» **Extract provided**:
How long would it take?

I am a new programmer and I would like to know how long it will take me to learn how to program a game like Runesacpe?

Thank You.

I haven’t played it, but know it does have 3D and networking, so you’ll need to learn those specialisations as well as regular game programming. It also has quite a bit of content (world design, character models) which take a fair time to produce, as well as requiring artistic flair. Usually several people work in collaboration to produce a game of this magnitude in an acceptable timescale (a year or two).

Alan

Thanks, if I where to make it in 2d would that cut out a lot of the work and is there any softwere that can help me make a game like this?

2D would make the graphics much easier. In particular knocking out neat 2D sprites is much easier than doing 3D models. If you go for a tile based design, there are tile based editors out there. e.g. Mappy http://www.tilemap.co.uk/. You still need to figure out how to make the game a RPG rather than just a shoot em up though.

You should start with a very limited feature set. Create a GOAL that you will hit, don’t change the GOAL much during development, and when you hit the GOAL, polish it up and call version 1 done. Along the way you will get ideas and inspirations that you can use in the future.

If you are inspired to keep working on your game, create a new GOAL, and repeat. Otherwise start a new game. Any work done on a small game will NOT be wasted work. You will be learning important techniques that you can re-use.

For instance I might choose a goalset of:

  • large tiled 2d maps
  • arrow key movement
  • enemy sprites that close in and attack
  • an attack key to attack in your current direction
  • character hitpoints
  • character level
  • character damage per attack
  • all character & enemy sprites have only 2 animation frames (normal & attack)
  • temporary powerups that you can walk over to pickup

Or whatever else you like.

My point is this: You need to know what features you will have in your game, and STICK TO THE LIST. Otherwise you will constantly be coming up with ‘good ideas’ and trying to implement them, which is called a RAT HOLE. More often than not, programmers get stuck down rat holes and never come up, then the project gets abandoned.

» **Prompt A**: In the discussion about how long it takes to program a game, list every item in the sample goalset that begins with the word "character".
» **Prompt B**: Retype the passage of the game-programming discussion between "You should start" and "you can re-use.", inclusive.
» **Prompt C**:
Answer these questions from the game-programming discussion:
(i) Which tile-based editor is named as an example?
(ii) What timescale is called acceptable for a game of this magnitude?
(iii) What name is given to constantly coming up with "good ideas" and trying to implement them?

» **Provided records**:
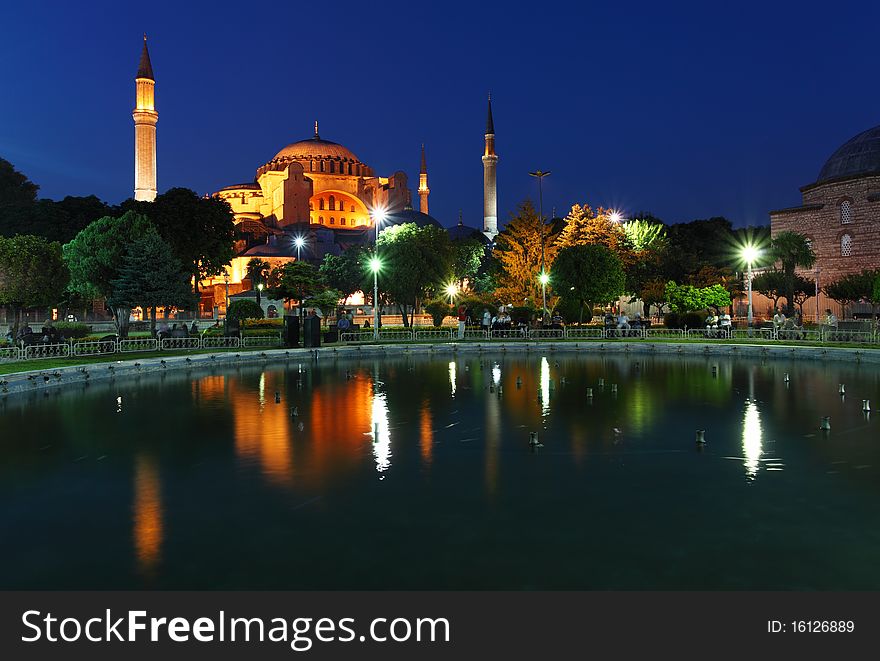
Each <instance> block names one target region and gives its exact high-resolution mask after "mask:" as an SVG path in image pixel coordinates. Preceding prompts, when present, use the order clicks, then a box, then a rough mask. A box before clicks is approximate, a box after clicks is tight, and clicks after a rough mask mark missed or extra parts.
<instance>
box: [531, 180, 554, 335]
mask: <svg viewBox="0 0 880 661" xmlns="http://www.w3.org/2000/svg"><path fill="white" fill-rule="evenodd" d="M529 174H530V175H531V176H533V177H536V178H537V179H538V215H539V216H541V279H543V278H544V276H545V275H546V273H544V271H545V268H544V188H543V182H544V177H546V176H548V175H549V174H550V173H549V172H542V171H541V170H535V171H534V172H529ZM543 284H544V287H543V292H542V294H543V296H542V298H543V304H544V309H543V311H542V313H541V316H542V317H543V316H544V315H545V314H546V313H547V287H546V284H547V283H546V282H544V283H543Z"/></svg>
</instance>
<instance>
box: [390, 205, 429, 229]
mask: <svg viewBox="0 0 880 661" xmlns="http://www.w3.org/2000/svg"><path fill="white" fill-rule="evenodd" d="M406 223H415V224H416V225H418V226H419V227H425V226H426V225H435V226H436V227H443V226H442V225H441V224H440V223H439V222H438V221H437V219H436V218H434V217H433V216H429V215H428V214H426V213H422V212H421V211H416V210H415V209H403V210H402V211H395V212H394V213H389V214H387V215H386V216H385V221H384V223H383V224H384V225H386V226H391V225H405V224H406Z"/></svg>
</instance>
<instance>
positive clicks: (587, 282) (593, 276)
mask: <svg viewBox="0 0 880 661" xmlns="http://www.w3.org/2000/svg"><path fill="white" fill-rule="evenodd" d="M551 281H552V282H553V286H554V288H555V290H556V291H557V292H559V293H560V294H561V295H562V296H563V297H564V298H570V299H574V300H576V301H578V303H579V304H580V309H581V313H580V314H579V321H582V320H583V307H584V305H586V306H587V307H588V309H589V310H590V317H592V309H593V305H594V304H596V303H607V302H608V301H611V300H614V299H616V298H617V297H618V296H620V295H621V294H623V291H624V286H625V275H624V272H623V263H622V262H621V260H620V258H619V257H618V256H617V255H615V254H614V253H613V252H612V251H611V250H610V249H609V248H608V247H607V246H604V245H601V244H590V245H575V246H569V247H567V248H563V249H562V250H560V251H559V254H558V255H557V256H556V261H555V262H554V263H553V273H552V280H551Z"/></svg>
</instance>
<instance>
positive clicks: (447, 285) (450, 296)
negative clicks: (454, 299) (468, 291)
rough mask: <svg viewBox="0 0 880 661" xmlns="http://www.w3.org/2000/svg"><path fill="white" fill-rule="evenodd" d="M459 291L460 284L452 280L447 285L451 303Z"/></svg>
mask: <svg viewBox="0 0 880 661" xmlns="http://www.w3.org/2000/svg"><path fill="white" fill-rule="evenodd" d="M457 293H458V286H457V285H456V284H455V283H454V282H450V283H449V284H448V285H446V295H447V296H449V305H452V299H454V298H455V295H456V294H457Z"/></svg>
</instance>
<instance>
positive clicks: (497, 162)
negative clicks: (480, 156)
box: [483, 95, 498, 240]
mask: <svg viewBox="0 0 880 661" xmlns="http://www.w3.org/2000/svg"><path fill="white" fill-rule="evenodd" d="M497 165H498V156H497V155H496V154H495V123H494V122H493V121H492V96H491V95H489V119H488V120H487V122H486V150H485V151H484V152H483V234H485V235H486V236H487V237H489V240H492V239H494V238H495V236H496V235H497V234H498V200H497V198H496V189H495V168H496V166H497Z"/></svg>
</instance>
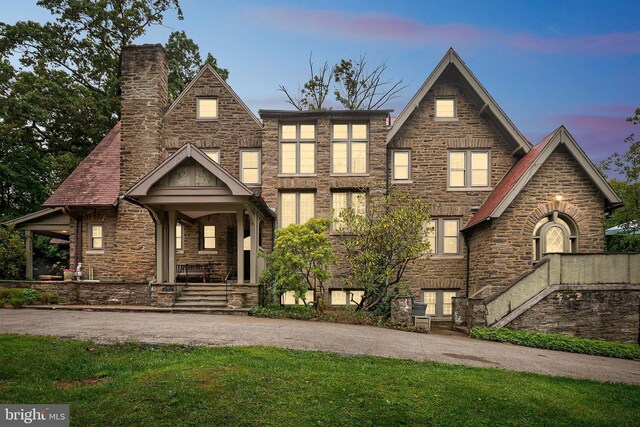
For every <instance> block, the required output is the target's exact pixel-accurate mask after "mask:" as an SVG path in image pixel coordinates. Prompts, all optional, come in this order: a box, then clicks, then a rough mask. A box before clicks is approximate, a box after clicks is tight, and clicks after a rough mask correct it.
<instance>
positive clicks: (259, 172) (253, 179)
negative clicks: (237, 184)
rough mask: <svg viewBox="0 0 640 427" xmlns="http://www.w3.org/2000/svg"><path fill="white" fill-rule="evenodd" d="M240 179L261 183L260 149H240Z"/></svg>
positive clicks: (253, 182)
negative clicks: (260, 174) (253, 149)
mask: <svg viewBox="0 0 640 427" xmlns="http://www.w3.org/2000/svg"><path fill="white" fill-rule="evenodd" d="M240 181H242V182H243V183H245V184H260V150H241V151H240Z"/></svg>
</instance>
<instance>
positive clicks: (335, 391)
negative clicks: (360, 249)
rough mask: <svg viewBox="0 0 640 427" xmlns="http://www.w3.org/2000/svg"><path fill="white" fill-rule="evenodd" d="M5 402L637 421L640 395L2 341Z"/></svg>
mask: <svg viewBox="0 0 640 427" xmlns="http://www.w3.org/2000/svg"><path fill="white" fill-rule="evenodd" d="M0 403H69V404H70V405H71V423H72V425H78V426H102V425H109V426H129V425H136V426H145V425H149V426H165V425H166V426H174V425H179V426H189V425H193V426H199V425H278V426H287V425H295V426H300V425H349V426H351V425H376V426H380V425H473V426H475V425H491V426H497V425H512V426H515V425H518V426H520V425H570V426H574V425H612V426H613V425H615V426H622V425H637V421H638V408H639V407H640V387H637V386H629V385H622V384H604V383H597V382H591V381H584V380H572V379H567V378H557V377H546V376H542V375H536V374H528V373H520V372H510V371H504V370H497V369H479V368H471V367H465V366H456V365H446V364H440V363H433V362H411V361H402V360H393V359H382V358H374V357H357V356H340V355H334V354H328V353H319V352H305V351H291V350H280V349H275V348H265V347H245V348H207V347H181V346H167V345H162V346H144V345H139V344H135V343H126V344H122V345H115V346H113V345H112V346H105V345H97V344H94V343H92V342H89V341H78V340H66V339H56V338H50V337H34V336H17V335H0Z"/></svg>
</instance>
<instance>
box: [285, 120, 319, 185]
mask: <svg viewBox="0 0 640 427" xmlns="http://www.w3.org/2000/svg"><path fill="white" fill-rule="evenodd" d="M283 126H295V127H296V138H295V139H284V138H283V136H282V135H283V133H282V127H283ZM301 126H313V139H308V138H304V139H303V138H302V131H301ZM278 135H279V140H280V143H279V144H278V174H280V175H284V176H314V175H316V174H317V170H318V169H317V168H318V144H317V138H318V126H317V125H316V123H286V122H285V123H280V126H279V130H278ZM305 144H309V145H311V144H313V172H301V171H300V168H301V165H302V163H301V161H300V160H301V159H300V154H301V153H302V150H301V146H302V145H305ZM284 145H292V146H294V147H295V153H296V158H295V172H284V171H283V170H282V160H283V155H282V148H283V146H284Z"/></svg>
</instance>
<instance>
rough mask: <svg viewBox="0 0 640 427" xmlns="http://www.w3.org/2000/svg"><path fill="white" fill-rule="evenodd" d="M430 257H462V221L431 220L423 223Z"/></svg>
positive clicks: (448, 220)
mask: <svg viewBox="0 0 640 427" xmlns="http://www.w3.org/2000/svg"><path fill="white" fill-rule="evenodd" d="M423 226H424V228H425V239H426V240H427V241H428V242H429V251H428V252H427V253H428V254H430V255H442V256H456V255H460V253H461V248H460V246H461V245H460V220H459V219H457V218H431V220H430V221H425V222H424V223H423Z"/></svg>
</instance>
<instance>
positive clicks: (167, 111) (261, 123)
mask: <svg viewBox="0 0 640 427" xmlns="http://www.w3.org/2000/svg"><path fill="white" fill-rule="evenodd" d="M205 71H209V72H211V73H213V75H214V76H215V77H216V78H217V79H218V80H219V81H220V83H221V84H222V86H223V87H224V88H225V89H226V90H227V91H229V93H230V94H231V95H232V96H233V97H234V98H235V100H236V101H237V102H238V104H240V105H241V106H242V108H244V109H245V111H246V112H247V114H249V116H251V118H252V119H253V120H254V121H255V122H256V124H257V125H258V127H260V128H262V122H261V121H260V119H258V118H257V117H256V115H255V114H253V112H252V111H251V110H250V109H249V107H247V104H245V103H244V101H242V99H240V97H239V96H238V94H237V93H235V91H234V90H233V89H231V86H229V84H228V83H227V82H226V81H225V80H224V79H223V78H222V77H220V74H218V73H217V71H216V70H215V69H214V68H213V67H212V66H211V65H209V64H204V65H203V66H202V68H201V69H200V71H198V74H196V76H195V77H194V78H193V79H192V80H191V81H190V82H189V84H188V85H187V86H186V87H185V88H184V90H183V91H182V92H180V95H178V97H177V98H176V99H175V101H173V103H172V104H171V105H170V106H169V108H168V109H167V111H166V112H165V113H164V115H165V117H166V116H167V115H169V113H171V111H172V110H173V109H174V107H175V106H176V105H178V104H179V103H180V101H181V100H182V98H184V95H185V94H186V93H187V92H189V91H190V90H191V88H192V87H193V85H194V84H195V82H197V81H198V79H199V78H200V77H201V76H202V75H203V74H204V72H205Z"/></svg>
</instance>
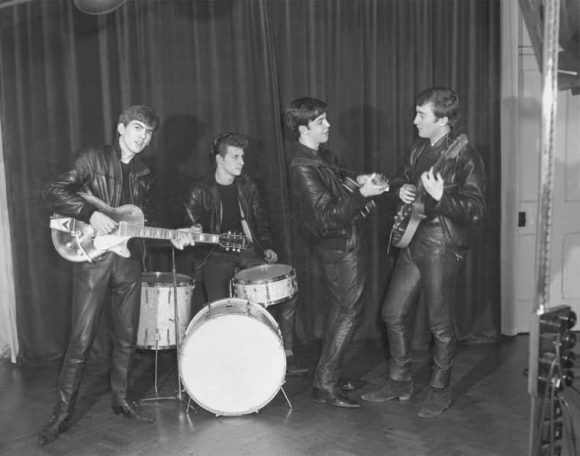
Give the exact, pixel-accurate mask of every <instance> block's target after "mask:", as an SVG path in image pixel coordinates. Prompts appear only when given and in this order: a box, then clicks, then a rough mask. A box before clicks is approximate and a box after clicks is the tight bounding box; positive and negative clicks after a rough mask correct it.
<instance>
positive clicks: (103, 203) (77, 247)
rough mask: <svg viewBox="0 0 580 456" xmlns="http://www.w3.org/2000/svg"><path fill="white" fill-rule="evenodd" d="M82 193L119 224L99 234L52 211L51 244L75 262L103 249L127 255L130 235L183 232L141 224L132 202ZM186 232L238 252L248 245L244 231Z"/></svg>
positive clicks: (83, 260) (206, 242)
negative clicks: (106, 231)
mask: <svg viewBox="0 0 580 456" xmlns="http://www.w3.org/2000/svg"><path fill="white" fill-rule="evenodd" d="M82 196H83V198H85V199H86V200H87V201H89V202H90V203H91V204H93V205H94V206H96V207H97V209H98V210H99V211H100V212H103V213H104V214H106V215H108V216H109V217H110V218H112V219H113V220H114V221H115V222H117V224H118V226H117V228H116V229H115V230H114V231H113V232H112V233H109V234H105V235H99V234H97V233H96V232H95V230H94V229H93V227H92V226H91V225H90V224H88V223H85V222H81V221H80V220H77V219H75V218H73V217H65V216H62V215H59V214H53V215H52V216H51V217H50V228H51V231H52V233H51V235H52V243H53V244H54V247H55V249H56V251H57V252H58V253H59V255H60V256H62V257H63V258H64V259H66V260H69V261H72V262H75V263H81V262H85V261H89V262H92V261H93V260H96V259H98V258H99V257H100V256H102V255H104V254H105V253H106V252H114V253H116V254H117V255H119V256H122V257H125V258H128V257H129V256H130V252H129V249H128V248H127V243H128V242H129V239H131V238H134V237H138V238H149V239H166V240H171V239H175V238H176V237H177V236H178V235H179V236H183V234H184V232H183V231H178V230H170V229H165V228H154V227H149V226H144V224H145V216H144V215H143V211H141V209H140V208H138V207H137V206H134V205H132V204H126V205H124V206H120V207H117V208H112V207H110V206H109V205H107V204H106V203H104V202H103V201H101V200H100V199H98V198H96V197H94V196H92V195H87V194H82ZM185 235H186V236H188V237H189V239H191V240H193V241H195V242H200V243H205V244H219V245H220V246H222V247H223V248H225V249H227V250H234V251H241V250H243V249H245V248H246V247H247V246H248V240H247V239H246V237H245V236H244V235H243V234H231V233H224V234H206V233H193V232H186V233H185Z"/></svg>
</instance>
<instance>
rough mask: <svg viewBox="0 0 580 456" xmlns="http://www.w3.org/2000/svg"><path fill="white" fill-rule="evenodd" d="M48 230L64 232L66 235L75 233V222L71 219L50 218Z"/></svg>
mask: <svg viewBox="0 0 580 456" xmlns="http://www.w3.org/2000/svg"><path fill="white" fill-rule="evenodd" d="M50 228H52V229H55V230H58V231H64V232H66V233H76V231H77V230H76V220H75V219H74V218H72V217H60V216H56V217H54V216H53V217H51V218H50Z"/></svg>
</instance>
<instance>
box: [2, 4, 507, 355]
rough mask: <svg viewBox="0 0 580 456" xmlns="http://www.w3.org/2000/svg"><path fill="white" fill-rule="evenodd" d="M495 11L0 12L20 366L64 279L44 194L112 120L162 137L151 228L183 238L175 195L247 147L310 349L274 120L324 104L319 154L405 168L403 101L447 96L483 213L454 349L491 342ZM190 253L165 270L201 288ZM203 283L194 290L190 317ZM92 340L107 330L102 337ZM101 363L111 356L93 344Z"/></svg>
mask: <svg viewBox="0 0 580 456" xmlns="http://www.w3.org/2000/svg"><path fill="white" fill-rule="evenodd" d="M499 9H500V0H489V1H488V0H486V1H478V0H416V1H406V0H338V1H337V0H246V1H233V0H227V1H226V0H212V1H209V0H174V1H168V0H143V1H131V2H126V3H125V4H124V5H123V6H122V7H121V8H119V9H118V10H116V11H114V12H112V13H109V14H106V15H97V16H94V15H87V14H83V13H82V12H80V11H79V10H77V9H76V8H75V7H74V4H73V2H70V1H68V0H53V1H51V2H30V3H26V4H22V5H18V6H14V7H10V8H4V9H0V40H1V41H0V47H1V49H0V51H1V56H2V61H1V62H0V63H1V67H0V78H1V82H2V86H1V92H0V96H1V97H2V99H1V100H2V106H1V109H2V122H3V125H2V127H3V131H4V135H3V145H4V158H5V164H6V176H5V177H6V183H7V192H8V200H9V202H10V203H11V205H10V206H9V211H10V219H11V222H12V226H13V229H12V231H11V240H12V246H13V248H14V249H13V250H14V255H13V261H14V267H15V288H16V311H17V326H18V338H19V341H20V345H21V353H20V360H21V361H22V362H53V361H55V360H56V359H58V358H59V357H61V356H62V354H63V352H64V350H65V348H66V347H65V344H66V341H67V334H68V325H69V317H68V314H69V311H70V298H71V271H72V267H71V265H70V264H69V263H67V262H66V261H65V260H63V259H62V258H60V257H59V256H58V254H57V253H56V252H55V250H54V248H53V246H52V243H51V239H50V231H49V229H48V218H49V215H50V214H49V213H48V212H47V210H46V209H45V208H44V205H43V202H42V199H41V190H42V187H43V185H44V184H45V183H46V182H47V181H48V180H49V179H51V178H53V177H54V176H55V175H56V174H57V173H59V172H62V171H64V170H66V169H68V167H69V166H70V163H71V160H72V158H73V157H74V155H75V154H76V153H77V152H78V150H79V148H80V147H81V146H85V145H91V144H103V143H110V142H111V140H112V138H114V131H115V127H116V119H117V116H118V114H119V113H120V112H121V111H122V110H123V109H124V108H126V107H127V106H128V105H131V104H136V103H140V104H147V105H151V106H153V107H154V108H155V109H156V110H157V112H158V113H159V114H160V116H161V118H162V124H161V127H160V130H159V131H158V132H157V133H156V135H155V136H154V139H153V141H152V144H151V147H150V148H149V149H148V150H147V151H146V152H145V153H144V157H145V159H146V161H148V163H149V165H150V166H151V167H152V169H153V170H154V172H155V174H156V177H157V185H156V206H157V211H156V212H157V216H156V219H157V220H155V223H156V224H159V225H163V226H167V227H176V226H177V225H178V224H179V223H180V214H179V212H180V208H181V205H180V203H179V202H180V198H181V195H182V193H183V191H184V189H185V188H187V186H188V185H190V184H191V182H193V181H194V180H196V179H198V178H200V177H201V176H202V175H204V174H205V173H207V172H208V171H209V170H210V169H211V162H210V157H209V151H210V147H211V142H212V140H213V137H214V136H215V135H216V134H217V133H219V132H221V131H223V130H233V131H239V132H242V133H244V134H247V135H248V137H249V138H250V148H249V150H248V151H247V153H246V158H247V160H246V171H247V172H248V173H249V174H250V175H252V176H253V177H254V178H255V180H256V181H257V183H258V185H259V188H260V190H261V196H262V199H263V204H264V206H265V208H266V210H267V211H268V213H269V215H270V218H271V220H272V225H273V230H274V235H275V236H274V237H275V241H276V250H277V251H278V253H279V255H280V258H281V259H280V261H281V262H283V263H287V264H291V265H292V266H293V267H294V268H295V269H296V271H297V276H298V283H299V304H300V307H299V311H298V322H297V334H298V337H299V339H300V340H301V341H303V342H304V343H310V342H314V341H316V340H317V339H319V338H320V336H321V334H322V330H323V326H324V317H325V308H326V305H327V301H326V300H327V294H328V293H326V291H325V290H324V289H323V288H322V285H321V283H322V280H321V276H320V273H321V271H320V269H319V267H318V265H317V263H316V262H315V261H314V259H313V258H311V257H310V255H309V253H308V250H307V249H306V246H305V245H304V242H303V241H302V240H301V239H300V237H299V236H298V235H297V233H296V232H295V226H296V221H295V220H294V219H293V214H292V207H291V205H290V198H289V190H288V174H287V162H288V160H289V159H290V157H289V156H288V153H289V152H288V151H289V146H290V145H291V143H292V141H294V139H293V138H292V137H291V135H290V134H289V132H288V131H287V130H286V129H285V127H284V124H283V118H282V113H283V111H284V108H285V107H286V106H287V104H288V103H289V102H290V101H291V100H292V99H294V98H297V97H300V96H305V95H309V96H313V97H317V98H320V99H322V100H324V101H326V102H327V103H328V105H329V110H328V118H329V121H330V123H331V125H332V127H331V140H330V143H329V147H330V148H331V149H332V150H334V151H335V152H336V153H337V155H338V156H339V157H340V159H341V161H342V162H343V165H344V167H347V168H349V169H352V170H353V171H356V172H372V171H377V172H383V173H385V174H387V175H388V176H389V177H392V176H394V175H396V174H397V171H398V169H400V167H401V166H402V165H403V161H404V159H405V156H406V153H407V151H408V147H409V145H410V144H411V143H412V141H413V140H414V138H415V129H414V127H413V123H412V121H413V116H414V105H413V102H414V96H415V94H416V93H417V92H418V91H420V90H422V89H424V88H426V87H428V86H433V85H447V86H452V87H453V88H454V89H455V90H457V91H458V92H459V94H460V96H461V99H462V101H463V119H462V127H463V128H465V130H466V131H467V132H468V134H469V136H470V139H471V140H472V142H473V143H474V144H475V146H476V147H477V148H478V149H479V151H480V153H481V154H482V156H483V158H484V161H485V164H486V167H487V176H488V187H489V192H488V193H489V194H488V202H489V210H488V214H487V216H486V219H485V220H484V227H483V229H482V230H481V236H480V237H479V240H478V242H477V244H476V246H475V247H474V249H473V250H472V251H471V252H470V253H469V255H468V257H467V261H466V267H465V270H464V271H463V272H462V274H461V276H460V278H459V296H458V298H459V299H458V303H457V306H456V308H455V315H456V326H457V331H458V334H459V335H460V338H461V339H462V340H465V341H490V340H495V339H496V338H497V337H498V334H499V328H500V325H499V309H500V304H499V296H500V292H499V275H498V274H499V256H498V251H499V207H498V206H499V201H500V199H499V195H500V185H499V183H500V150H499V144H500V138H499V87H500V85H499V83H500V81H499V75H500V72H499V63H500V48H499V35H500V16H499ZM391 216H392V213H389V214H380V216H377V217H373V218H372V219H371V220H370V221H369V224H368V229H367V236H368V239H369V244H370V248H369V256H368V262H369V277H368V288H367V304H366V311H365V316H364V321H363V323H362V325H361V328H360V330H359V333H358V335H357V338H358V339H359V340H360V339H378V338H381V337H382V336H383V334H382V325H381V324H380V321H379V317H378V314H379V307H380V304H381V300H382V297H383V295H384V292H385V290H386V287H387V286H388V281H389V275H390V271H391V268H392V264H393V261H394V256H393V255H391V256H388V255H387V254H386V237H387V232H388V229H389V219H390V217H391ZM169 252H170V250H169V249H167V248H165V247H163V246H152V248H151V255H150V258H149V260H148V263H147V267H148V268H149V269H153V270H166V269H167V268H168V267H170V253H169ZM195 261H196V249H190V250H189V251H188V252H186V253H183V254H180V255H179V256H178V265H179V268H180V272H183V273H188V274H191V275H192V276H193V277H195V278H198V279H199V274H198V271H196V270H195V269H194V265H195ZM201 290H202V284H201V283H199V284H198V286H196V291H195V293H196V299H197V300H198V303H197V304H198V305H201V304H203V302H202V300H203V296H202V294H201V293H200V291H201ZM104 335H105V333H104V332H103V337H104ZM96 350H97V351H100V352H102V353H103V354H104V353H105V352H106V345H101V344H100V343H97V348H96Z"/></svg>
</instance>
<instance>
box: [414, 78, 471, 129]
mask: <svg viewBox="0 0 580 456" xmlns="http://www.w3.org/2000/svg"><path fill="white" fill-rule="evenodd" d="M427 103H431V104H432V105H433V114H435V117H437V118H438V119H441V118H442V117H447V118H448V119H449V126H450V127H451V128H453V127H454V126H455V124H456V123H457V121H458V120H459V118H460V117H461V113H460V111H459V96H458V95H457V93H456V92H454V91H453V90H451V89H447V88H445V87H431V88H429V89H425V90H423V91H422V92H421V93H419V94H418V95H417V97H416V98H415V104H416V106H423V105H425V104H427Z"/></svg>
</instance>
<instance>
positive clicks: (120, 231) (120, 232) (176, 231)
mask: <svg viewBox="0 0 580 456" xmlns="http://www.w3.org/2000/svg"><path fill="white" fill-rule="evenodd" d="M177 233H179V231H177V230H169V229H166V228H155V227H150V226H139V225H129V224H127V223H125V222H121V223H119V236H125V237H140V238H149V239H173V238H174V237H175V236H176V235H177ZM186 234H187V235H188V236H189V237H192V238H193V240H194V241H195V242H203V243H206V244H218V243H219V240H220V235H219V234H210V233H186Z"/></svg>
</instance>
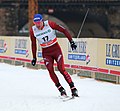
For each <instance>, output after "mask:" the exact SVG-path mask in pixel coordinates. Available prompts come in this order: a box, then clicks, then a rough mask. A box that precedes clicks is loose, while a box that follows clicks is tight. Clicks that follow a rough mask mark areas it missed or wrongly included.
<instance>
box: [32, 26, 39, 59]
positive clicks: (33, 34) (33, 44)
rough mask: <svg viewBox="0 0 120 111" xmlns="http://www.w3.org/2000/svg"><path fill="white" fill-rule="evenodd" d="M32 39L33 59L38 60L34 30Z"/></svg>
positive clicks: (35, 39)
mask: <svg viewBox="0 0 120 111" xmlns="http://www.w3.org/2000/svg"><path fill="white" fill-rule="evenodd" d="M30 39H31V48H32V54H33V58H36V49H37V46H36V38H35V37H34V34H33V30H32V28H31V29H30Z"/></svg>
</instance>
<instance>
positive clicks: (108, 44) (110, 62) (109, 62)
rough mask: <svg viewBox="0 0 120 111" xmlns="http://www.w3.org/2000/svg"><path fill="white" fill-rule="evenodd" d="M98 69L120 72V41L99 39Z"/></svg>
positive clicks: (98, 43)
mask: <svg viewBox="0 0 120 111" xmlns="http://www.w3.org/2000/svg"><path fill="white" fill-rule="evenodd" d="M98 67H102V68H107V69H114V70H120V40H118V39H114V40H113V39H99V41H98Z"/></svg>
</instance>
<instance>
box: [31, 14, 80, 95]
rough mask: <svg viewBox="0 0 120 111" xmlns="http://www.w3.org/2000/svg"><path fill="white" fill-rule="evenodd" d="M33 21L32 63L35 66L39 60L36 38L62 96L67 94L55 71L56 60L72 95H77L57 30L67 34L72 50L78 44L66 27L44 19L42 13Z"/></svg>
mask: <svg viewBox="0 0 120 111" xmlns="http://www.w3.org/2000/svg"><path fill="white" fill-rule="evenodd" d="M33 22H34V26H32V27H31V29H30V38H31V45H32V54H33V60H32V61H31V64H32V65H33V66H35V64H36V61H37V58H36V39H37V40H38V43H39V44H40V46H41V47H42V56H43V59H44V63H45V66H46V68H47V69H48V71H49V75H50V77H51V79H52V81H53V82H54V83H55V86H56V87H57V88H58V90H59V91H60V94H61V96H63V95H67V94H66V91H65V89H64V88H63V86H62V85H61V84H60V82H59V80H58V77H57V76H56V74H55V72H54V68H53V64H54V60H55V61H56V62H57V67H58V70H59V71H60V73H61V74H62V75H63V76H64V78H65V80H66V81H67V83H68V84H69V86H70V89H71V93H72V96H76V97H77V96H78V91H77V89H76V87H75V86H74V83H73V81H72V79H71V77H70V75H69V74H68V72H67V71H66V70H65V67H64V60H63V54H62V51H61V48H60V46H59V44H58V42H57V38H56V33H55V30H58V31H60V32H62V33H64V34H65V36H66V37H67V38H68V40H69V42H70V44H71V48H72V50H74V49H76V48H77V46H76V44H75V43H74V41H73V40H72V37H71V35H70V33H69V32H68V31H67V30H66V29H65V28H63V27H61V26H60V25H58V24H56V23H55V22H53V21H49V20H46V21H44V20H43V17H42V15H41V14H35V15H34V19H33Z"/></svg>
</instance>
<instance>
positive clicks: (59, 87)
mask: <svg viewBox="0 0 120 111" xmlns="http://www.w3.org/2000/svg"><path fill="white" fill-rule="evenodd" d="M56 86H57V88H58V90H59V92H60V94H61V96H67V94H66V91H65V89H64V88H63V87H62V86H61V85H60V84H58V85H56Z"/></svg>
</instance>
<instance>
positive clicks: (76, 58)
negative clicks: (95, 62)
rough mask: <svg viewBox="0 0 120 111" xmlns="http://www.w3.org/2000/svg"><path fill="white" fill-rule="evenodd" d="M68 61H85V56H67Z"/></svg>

» **Solution A**:
character hitpoints
character level
character damage per attack

» **Solution B**:
You should start with a very limited feature set. Create a GOAL that you will hit, don’t change the GOAL much during development, and when you hit the GOAL, polish it up and call version 1 done. Along the way you will get ideas and inspirations that you can use in the future.

If you are inspired to keep working on your game, create a new GOAL, and repeat. Otherwise start a new game. Any work done on a small game will NOT be wasted work. You will be learning important techniques that you can re-use.

» **Solution C**:
(i) Mappy
(ii) A year or two
(iii) A rat hole